**WHAT YOU WILL DO**
Rescale the lines from the start through the line holding "point(174, 149)", inclusive, rewriting all of them with the requests included and multiplying each point coordinate in the answers by 0.3, rounded to whole numbers with halves going up. Keep the sample points in the requests as they are, and return only these lines.

**RECORDS SHOWN**

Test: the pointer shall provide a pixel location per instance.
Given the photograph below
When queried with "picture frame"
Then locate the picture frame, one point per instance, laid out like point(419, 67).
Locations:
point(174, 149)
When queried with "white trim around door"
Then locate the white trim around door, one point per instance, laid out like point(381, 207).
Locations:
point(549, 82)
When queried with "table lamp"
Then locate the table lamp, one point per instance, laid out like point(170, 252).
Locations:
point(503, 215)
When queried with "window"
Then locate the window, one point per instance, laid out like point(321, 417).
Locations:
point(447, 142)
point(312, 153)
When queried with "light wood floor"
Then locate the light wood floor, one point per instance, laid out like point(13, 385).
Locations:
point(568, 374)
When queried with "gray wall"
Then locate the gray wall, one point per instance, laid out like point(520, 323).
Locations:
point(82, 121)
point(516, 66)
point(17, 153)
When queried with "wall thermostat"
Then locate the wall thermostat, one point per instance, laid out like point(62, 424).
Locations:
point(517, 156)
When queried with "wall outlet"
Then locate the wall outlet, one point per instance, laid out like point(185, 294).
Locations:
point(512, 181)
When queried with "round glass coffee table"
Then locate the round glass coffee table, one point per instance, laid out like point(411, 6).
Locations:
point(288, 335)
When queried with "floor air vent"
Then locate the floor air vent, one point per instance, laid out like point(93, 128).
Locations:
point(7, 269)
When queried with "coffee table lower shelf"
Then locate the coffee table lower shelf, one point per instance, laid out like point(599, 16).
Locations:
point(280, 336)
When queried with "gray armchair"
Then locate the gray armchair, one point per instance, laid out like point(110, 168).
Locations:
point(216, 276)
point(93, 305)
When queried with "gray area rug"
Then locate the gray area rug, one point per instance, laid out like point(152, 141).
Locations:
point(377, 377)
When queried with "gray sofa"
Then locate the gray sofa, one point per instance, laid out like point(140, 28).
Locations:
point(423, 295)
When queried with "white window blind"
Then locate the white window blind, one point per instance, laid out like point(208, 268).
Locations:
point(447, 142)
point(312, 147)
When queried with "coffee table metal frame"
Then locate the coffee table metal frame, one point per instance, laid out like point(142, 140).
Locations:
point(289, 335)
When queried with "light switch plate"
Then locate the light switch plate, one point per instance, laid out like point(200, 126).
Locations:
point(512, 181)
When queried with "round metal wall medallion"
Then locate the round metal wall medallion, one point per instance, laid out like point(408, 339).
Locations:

**RESPONSE FOR THIS EXERCISE**
Test: the pointer shall provide a pixel location per instance.
Given the photograph below
When queried with "picture frame"
Then locate the picture frame, one point per instance, laid out like point(419, 67).
Locations:
point(52, 45)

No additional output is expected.